-- Excerpt to read start --
Obviously, we all try to be ‘good’ parents. We try to teach our children to be independent, manage things by themselves and of course our ultimate goal is to make sure that they are responsible, confident and independent adults. To this end, we do a lot for our children. We read to them; and as they get older we sometimes sit with them and wait till they read, explaining new words and making sure they understand what they have read and supervise their homework (let’s admit it, if we don’t sometimes it is never going to be done!). Then there are the afternoon, after school classes that we take our children to. Here too, we stay behind and wait for them to finish classes. In reality, we ‘overparent’, there are so many things along the way that we do, that in fact does not allow our kids to figure things out for themselves and do them by themselves.
Let’s get back to the reasons why on most times we don’t let our children do things for themselves. As I mentioned earlier, one of the main reasons is that we always think that they our ‘babies’, we ‘have’ to do certain things for them. Other reasons include the fact that our current lifestyles are so fast paced, it’s considerably easier doing things our selves – for example, we always make breakfast for our children – even on a weekend. When was the last time you got your little one to make a sandwich for himself. Making a peanut butter and jelly sandwich is pretty straightforward and frankly any eight old should be able to manage it. Same goes for pouring a bowl of cereal or even prep for dinner like marinating some chicken legs or prepping a salad. Remember those kids in Masterchef who are young as 8 years who are making pavlovas and cheesecakes!! I remember growing up, my grandfather absolutely refused to let my mum let me cook, he was very nervous about my long hair and the cooker. I went into my twenties not being able to cook, while my cousin sister was stringing beans at the age of 6 years. Thankfully since then I’ve started experimenting with cooking and there are days my concoctions have my family licking the plates and bowls and sadly there are days when I have to force everyone to finish up!! My point in all this is that, there are things that children can do and should be allowed to do. Sure it might be easier and faster for us to simply make that sandwich (cleanup after kids are in the kitchen require more effort) but they need to learn to do things for themselves and we as parents should let them. Most of our Sri Lankan kids go into university not being able to cook and then suffer dreadfully as they miss the kind of food they are used to. To let your kids become independent and confident, you need to empower them and this can start from their younger days. You need not wait till they are in their teens or later.
-- Excerpt to read end --
-- Provided records start --
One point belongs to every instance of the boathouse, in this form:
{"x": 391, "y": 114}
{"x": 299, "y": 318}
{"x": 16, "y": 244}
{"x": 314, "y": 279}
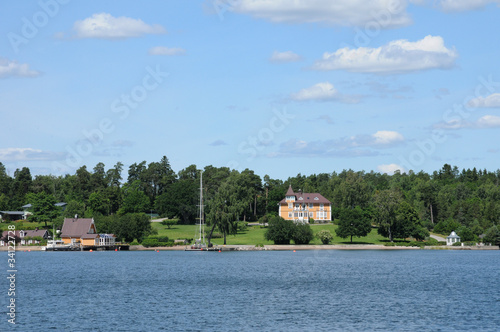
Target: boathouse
{"x": 80, "y": 231}
{"x": 452, "y": 238}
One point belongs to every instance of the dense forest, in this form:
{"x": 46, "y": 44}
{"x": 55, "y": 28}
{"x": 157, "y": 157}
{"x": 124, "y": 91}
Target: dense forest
{"x": 448, "y": 199}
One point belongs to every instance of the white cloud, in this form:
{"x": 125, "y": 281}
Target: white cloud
{"x": 390, "y": 169}
{"x": 385, "y": 13}
{"x": 161, "y": 50}
{"x": 218, "y": 142}
{"x": 492, "y": 100}
{"x": 354, "y": 146}
{"x": 28, "y": 154}
{"x": 281, "y": 57}
{"x": 320, "y": 92}
{"x": 385, "y": 137}
{"x": 464, "y": 5}
{"x": 398, "y": 56}
{"x": 105, "y": 26}
{"x": 488, "y": 121}
{"x": 484, "y": 122}
{"x": 14, "y": 69}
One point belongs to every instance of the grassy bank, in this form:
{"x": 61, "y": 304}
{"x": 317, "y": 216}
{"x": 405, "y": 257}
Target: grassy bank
{"x": 255, "y": 235}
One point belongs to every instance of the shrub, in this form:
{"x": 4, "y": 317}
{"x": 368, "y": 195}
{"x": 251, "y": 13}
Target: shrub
{"x": 242, "y": 225}
{"x": 162, "y": 238}
{"x": 325, "y": 236}
{"x": 169, "y": 222}
{"x": 150, "y": 242}
{"x": 446, "y": 226}
{"x": 302, "y": 234}
{"x": 280, "y": 231}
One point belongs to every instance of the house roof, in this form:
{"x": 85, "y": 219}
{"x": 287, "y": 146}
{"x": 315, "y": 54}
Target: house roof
{"x": 40, "y": 232}
{"x": 76, "y": 227}
{"x": 301, "y": 197}
{"x": 453, "y": 235}
{"x": 290, "y": 191}
{"x": 89, "y": 236}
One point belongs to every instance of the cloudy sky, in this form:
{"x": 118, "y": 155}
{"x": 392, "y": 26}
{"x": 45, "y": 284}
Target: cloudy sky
{"x": 281, "y": 87}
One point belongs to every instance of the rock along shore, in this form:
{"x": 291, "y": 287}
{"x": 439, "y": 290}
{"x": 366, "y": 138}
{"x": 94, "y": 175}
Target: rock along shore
{"x": 287, "y": 247}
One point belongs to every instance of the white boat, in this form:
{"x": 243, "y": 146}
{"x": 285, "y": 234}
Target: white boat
{"x": 57, "y": 245}
{"x": 199, "y": 238}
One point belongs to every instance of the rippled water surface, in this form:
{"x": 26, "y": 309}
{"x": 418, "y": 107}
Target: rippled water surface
{"x": 419, "y": 290}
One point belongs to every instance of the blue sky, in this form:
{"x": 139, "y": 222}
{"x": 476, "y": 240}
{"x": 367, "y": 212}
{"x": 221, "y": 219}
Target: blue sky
{"x": 280, "y": 87}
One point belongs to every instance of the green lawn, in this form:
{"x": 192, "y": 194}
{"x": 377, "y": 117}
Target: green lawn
{"x": 255, "y": 235}
{"x": 20, "y": 225}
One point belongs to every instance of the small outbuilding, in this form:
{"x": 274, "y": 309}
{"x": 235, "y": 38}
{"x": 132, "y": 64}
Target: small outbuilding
{"x": 452, "y": 238}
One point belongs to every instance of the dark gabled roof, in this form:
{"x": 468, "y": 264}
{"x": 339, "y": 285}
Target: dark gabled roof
{"x": 290, "y": 191}
{"x": 31, "y": 233}
{"x": 89, "y": 236}
{"x": 39, "y": 232}
{"x": 76, "y": 227}
{"x": 305, "y": 197}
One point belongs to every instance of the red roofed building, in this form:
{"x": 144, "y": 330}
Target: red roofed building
{"x": 79, "y": 231}
{"x": 302, "y": 206}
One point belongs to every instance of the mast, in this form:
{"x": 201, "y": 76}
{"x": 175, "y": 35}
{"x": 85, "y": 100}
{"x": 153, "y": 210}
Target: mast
{"x": 201, "y": 208}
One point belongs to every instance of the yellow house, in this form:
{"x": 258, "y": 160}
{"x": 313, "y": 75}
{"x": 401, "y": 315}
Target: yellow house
{"x": 79, "y": 231}
{"x": 302, "y": 206}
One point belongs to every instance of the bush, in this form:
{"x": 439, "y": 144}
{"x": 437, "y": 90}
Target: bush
{"x": 169, "y": 222}
{"x": 242, "y": 225}
{"x": 280, "y": 231}
{"x": 447, "y": 226}
{"x": 325, "y": 236}
{"x": 302, "y": 234}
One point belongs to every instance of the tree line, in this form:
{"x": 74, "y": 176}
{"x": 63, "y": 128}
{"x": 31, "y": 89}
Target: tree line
{"x": 402, "y": 204}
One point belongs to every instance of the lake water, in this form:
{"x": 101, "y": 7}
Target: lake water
{"x": 421, "y": 290}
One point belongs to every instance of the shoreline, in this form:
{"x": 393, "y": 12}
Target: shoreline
{"x": 289, "y": 247}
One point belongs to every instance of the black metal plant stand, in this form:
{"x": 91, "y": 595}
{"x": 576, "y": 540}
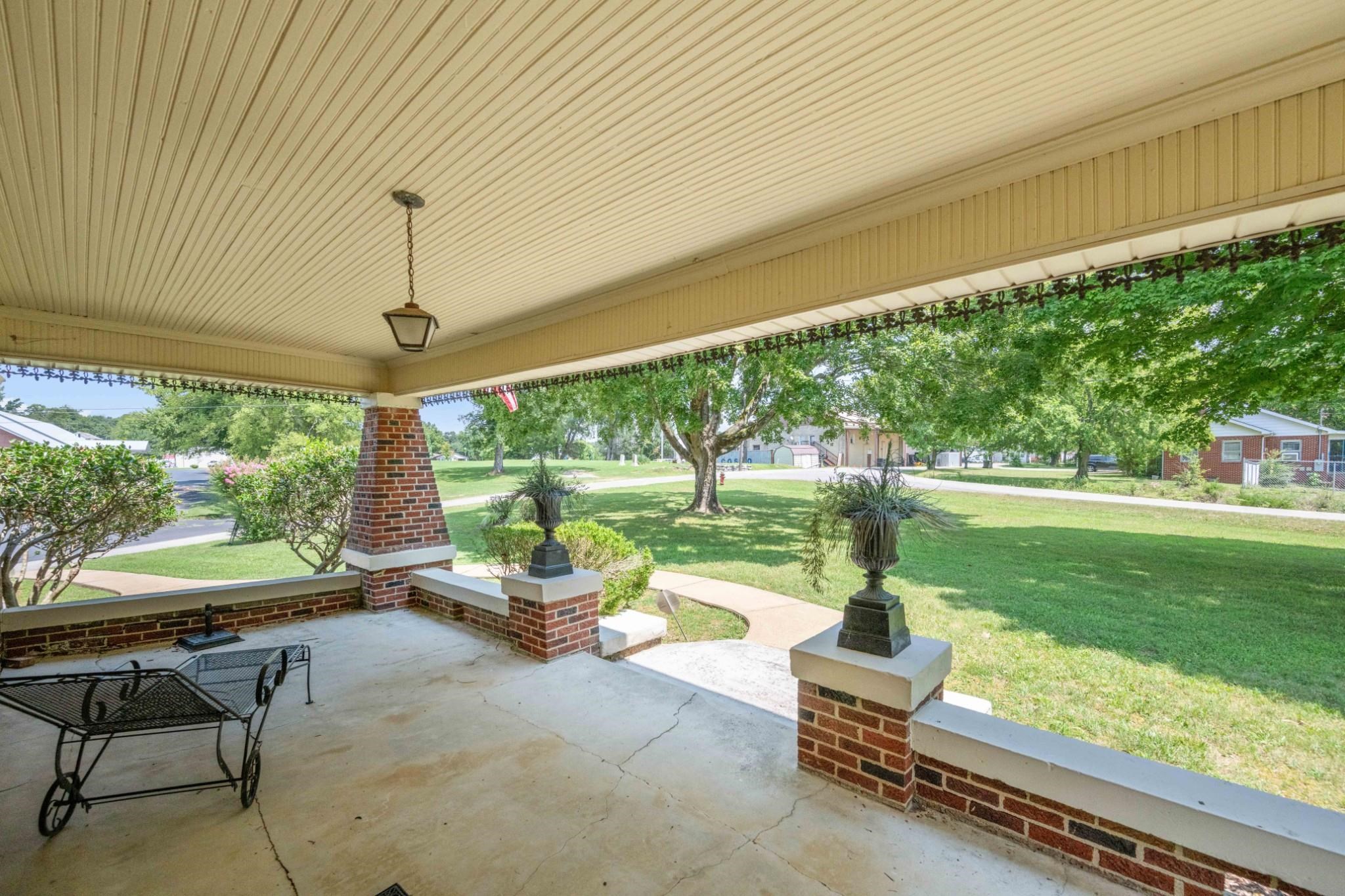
-- Provided records end --
— Problems to work on —
1. Return the passage of the parenting text starting at "Obviously, we all" and ending at "them by themselves.".
2. In the listing, starting at the line that contains "One point belongs to every instance of the lake" and ending at the last line of the listing, substitute "waterline" for "shoreline" and give back only those lines, otherwise unchanged. Leave the pictures out of your answer.
The parenting text and the listing were taken from unrelated sources.

— Solutions to each task —
1.
Obviously, we all try to be ‘good’ parents. We try to teach our children to be independent, manage things by themselves and of course our ultimate goal is to make sure that they are responsible, confident and independent adults. To this end, we do a lot for our children. We read to them; and as they get older we sometimes sit with them and wait till they read, explaining new words and making sure they understand what they have read and supervise their homework (let’s admit it, if we don’t sometimes it is never going to be done!). Then there are the afternoon, after school classes that we take our children to. Here too, we stay behind and wait for them to finish classes. In reality, we ‘overparent’, there are so many things along the way that we do, that in fact does not allow our kids to figure things out for themselves and do them by themselves.

2.
One point belongs to every instance of the lake water, in this form:
{"x": 101, "y": 7}
Target: lake water
{"x": 421, "y": 290}
One point belongs to every instance of the waterline, in this form:
{"x": 393, "y": 12}
Target: waterline
{"x": 289, "y": 247}
One point belongs to every instance of the black metal plant stand, in this form:
{"x": 91, "y": 595}
{"x": 576, "y": 540}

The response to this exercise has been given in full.